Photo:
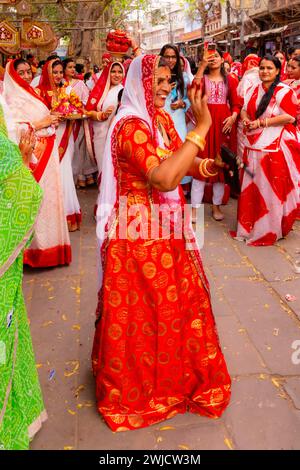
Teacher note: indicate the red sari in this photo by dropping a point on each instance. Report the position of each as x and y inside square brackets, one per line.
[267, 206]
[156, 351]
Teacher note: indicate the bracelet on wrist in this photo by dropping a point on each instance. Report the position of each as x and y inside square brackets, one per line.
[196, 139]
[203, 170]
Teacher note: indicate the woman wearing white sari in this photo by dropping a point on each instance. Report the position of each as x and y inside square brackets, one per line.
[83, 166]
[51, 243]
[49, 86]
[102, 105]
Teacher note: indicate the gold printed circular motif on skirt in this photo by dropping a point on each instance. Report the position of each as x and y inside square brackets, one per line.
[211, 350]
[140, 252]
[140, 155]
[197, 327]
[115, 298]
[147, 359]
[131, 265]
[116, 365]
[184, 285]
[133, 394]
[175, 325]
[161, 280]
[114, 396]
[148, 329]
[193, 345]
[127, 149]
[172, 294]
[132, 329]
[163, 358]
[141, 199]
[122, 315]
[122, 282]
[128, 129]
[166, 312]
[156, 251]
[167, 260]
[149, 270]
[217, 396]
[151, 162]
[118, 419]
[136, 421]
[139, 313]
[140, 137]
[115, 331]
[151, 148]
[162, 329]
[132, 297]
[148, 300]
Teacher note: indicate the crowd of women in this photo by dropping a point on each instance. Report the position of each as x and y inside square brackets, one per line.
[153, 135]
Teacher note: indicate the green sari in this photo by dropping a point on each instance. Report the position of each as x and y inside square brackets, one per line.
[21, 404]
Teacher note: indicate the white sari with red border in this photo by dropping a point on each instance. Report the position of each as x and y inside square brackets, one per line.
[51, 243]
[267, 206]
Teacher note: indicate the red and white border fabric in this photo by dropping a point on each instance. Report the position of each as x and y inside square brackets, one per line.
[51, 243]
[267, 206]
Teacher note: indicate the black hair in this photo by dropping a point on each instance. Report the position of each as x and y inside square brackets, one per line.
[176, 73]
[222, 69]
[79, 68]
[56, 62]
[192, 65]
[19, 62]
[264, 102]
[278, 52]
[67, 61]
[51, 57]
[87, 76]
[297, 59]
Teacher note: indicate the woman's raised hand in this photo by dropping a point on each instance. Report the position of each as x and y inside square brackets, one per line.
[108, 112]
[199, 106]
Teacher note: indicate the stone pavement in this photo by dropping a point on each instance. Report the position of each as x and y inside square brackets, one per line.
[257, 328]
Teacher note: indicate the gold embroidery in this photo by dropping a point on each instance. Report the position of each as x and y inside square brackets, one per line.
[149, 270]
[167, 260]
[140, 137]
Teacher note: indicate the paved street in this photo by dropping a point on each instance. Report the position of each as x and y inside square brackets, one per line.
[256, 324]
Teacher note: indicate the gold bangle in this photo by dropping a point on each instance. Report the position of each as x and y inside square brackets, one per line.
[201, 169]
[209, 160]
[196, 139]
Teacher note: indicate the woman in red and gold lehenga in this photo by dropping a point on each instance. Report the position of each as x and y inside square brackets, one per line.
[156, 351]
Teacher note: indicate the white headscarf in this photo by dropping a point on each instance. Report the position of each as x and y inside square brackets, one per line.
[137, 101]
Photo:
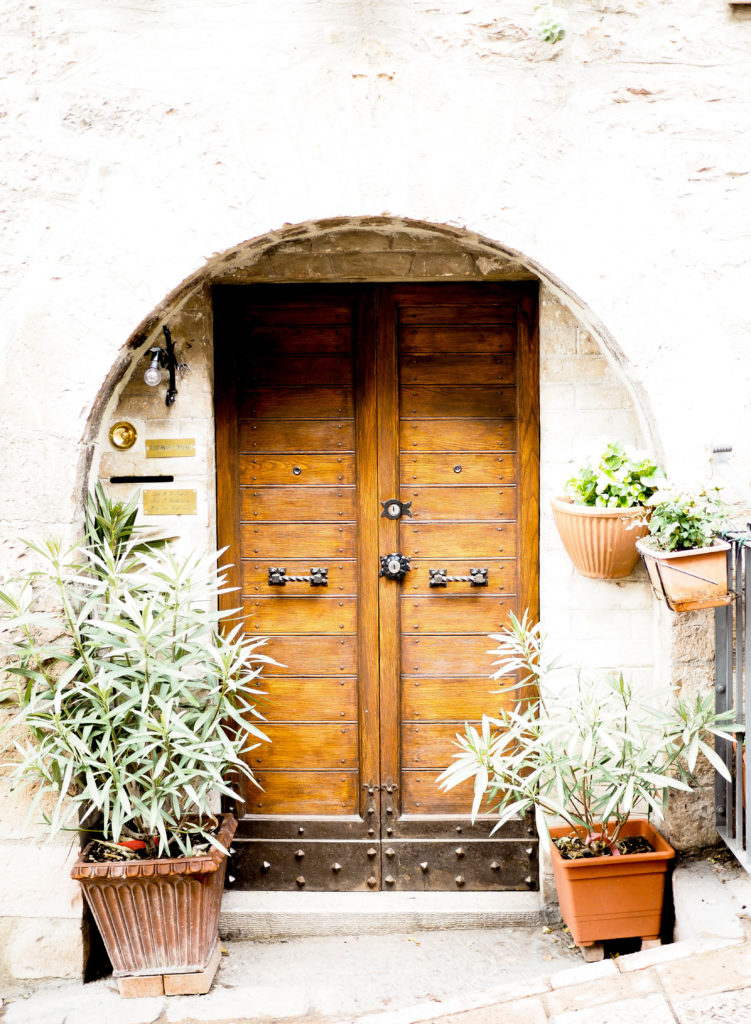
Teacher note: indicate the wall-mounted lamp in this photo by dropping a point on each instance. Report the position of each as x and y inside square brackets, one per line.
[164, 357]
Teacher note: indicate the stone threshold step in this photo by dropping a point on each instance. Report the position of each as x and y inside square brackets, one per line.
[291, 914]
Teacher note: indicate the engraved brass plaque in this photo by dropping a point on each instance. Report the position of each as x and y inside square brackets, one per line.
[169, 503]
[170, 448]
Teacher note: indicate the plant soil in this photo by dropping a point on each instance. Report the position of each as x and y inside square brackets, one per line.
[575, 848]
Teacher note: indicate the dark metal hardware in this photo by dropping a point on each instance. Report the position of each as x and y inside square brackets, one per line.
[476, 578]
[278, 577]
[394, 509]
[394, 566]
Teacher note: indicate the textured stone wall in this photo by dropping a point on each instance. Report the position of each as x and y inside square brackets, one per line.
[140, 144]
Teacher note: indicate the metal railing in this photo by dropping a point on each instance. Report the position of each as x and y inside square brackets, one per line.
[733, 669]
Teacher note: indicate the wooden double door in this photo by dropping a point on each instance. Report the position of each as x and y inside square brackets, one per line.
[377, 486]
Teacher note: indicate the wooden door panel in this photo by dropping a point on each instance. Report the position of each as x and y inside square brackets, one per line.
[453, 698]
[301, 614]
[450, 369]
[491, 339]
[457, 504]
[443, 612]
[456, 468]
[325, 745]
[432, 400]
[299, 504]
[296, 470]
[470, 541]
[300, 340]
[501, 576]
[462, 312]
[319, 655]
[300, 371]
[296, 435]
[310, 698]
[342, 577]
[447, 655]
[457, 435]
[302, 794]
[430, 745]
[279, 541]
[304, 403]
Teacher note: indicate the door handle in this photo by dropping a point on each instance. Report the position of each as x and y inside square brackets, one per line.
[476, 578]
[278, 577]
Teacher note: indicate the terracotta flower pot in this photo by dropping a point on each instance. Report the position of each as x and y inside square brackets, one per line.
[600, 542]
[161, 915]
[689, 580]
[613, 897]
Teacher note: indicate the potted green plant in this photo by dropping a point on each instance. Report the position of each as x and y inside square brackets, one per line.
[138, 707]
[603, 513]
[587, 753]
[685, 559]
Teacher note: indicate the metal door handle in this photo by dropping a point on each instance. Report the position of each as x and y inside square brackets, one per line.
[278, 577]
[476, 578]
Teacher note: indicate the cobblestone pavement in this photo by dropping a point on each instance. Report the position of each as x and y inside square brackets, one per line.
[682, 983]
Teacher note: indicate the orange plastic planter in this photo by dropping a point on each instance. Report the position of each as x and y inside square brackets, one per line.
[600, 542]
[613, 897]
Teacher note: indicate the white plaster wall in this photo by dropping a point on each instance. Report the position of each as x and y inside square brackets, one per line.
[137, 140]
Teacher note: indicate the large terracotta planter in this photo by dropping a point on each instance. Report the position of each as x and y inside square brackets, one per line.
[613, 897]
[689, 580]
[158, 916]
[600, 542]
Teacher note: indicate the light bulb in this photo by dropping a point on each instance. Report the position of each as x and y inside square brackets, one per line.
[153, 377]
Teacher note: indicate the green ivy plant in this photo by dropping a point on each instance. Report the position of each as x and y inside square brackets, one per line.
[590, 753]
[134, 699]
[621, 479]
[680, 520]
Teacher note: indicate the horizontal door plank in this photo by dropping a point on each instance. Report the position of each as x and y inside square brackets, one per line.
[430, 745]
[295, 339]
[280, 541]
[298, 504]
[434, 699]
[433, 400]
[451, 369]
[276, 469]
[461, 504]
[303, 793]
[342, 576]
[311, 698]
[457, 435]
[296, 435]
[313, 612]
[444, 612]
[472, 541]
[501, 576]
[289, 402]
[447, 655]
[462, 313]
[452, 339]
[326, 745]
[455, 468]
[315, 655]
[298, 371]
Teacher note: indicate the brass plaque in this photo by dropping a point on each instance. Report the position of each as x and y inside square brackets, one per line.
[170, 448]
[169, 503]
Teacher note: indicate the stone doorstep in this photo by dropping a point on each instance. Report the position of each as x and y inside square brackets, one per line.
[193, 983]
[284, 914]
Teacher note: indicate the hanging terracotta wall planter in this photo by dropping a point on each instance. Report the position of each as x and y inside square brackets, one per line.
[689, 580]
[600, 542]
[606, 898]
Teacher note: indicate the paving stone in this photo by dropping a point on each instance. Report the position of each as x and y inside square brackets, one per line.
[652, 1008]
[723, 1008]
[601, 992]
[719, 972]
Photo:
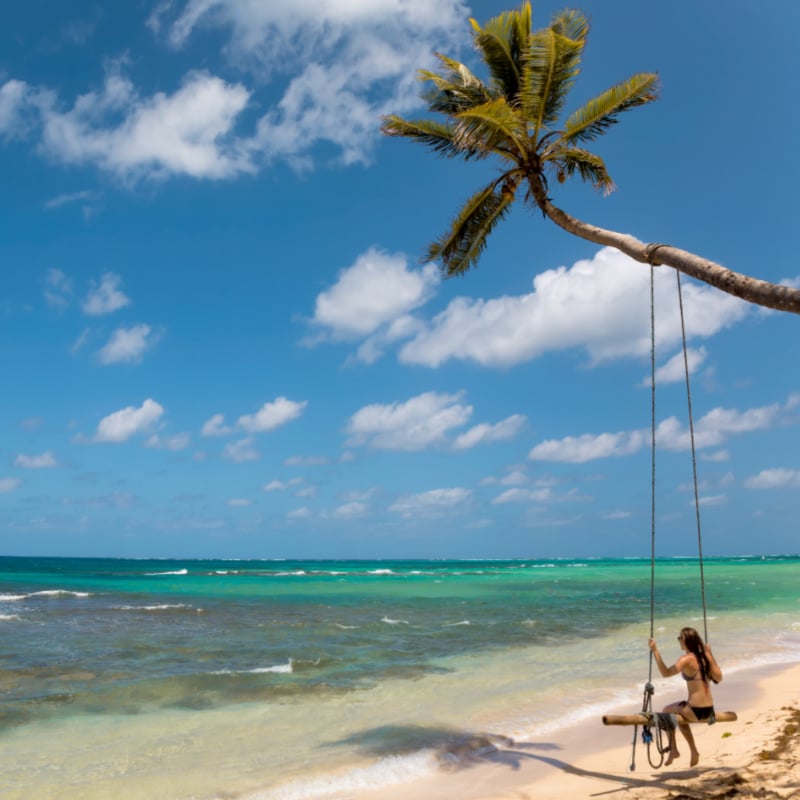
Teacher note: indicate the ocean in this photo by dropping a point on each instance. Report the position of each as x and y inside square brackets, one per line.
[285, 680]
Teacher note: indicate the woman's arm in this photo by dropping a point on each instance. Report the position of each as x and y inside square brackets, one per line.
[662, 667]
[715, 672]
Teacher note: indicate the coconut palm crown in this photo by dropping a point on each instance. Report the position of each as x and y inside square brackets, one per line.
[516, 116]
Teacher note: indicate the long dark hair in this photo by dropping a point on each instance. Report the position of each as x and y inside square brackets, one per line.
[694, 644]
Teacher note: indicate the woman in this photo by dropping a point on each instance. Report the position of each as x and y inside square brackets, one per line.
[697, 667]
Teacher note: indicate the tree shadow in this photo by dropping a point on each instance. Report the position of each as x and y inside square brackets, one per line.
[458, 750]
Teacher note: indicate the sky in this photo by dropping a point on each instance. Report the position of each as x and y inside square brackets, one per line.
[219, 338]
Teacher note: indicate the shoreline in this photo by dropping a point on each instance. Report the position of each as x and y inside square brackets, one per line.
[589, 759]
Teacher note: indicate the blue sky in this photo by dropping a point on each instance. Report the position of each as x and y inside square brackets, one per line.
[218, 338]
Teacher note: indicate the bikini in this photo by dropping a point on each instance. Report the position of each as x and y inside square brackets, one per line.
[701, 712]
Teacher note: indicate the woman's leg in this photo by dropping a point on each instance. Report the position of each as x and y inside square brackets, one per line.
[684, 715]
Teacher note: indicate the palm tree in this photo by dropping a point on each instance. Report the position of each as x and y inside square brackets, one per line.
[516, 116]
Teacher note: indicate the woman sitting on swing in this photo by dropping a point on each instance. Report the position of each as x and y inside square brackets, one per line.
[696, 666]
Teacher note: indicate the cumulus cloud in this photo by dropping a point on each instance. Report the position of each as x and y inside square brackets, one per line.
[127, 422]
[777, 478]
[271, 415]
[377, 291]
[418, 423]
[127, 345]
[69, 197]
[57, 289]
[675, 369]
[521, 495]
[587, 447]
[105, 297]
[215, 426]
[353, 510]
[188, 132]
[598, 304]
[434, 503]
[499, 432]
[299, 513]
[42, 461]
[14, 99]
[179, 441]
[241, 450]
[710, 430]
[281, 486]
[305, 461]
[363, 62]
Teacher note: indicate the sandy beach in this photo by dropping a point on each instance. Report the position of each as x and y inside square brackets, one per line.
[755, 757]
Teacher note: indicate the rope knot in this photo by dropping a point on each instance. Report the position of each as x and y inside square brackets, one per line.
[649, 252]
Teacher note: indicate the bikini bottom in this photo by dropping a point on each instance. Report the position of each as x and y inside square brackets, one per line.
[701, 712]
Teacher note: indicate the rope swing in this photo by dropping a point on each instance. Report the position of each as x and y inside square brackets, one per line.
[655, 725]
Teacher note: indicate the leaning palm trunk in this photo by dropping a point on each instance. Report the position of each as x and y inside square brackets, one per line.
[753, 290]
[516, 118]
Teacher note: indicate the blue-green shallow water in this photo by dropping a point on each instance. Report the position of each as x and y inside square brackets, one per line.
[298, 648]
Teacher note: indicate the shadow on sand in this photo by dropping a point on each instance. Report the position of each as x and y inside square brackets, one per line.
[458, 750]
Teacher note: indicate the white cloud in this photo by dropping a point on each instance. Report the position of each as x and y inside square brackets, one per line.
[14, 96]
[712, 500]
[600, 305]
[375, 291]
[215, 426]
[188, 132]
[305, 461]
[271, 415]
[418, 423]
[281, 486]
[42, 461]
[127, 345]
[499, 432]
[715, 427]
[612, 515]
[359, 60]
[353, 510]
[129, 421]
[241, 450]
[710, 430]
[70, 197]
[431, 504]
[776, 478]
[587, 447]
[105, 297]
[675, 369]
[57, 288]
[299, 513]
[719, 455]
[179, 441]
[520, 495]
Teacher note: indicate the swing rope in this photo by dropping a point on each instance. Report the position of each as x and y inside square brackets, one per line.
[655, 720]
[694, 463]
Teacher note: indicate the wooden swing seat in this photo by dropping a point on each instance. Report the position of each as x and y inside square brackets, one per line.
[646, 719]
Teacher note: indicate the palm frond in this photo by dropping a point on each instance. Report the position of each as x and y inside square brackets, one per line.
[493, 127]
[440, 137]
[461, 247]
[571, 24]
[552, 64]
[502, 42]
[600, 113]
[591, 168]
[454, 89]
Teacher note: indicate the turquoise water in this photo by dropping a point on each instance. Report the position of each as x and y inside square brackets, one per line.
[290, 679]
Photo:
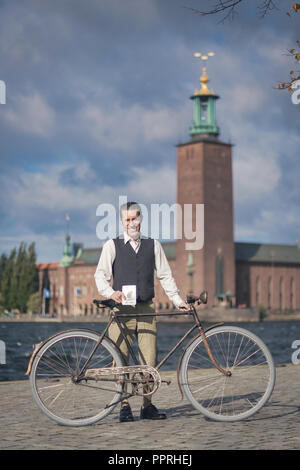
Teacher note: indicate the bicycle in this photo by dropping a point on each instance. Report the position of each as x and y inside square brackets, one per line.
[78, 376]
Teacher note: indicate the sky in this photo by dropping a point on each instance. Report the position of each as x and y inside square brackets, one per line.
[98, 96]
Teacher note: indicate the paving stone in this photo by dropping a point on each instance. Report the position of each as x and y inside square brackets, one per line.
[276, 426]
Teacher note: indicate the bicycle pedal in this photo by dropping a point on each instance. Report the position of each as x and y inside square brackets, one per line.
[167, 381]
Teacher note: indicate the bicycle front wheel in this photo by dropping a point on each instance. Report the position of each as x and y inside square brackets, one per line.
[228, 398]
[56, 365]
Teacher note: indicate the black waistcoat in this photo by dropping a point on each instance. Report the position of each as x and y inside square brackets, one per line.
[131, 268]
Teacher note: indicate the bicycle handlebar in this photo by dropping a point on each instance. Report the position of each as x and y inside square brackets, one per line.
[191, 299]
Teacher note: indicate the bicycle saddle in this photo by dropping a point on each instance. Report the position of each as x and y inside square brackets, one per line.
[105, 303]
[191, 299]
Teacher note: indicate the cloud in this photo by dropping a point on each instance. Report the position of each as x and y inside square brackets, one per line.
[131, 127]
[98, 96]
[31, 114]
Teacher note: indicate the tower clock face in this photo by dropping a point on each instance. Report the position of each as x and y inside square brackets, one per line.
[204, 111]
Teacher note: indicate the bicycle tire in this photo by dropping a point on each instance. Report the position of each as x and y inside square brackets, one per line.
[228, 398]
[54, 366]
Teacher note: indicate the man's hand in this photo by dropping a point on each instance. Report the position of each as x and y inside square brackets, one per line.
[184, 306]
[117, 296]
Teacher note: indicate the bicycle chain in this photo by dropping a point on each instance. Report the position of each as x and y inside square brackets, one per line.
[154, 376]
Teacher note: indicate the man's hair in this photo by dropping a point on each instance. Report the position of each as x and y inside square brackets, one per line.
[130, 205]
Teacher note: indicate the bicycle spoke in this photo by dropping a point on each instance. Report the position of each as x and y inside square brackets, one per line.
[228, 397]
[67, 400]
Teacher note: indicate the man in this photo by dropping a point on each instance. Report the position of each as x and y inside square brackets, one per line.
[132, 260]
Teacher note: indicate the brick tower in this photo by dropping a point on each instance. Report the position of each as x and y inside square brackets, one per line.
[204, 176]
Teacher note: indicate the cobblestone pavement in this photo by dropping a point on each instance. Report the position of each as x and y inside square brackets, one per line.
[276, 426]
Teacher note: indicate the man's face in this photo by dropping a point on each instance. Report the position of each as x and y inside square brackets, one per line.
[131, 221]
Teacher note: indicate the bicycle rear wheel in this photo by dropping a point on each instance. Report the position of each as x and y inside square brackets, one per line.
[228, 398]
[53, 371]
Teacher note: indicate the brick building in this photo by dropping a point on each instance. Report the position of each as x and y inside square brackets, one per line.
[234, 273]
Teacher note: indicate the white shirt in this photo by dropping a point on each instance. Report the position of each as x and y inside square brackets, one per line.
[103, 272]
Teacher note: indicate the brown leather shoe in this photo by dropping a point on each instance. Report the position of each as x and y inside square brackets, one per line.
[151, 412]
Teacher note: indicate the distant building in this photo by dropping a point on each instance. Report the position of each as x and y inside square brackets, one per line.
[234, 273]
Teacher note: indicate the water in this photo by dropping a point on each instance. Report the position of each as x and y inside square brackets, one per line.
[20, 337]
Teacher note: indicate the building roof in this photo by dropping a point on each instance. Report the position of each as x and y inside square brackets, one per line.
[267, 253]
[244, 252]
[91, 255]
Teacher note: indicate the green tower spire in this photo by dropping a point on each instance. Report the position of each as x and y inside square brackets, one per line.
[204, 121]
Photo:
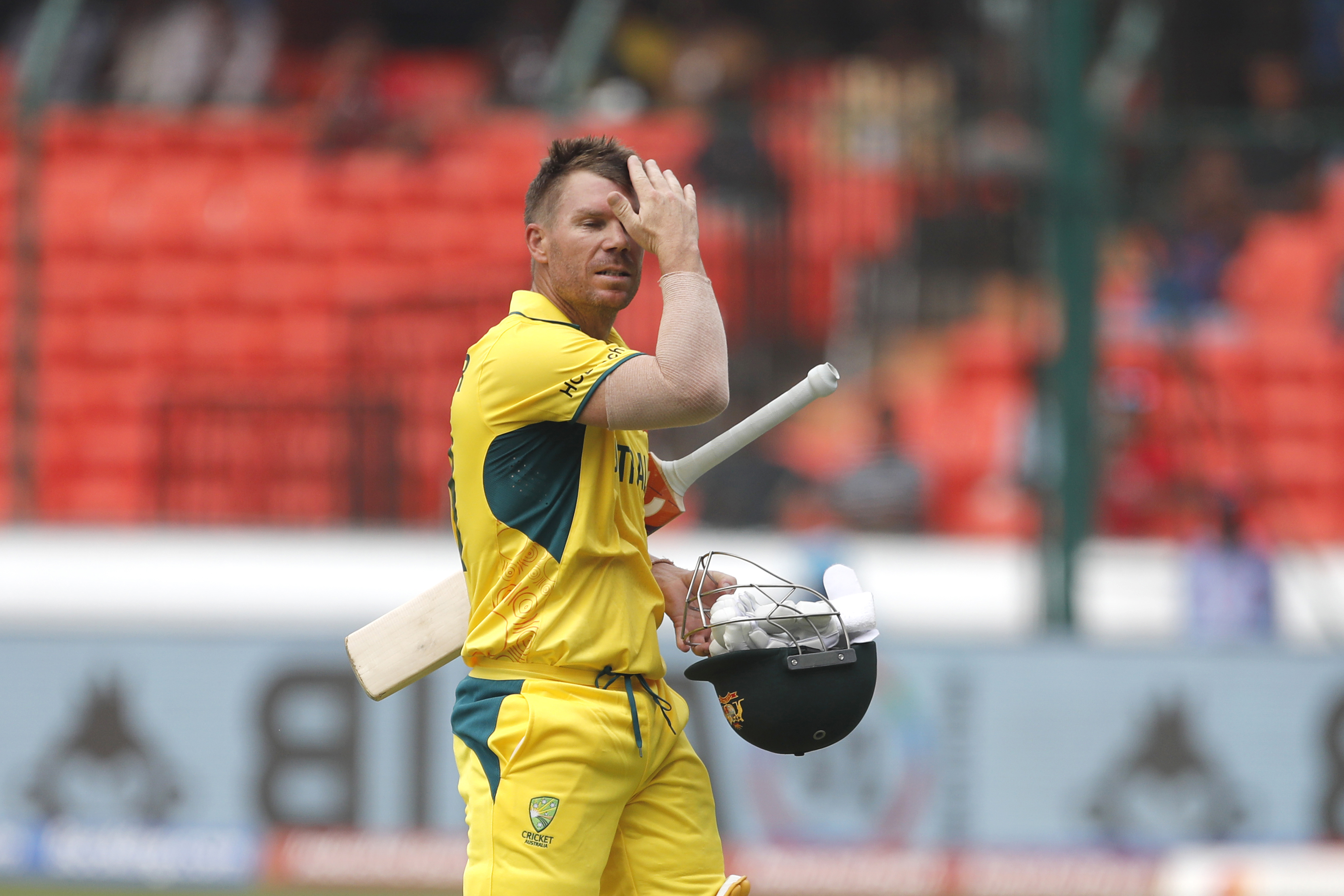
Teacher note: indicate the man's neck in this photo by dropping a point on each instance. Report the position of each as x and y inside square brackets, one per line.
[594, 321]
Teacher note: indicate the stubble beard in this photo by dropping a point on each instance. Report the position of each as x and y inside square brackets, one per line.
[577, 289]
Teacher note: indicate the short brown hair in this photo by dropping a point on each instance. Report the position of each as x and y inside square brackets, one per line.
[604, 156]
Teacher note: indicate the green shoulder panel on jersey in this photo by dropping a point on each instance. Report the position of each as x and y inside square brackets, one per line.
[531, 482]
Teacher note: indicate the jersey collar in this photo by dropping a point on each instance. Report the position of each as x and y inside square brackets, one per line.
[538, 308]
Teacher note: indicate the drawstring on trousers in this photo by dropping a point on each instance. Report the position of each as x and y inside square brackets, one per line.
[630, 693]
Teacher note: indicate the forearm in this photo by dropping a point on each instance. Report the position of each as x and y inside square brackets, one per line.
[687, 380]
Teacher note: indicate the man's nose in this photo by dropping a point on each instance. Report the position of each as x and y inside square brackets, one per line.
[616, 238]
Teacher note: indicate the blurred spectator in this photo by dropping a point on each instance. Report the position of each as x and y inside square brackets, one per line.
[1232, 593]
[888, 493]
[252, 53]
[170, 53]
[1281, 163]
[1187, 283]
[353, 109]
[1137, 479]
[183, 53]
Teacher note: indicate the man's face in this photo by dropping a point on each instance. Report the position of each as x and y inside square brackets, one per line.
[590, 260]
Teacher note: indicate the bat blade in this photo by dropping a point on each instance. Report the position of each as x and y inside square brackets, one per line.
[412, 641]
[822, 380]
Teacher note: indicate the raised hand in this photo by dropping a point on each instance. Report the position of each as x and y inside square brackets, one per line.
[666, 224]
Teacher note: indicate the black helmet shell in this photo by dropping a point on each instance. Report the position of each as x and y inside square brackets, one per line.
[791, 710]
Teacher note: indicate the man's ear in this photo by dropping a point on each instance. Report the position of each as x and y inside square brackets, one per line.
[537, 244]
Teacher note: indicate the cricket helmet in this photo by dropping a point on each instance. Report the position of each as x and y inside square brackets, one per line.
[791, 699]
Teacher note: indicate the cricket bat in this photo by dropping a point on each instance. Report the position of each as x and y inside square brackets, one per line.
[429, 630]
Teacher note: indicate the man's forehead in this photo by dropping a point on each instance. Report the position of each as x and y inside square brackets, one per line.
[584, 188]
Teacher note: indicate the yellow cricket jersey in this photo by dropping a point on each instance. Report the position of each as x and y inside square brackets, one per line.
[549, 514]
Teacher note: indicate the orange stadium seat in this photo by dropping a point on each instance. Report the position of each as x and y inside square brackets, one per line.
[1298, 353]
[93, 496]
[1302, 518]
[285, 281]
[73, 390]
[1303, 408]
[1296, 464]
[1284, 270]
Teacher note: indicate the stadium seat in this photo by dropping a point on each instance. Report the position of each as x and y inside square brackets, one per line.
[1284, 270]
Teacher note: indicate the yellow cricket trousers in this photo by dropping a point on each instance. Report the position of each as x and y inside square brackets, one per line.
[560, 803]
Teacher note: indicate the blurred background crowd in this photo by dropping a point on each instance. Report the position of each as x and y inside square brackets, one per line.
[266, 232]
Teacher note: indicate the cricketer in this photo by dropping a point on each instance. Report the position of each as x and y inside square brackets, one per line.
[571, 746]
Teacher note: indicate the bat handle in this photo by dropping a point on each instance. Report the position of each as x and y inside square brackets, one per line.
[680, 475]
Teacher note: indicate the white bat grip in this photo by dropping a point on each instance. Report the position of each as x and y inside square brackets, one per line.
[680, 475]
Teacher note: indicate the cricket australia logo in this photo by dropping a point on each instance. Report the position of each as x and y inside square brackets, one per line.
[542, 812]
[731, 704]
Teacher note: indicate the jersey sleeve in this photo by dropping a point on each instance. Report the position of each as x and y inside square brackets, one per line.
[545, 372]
■ ■ ■ ■ ■ ■ ■
■ TASK TO CARRY OUT
Render the items from the one whose line contains "Teacher note: indicate the bat handle" through the end of the items as a two-column CSV with the headers note and points, one row per item. Put each item's text and its answer in single quoted fields, replacing line breaks with spaces.

■ FINAL RESULT
note,points
"Teacher note: indicate the bat handle in this photo by dropping a point on each instance. Report the position of each as x and y inside square brackets, one per line.","[680, 475]"
"Teacher note: indicate the white bat grip in this photo by dropping a point on each instance. Report the position of each as x and y inside square brackets, one per line.","[680, 475]"
"Teacher note: indicate the cricket australia logo in this photo by dropping a point on each instance. Report the position of each as x and y inside square brackets, one per line.","[542, 812] [731, 704]"
"Teacher note: indicate the jersey sleeve in this photo by dropping a point on each instance. Report the position of each as x and y inside square brackets, one per line.","[545, 372]"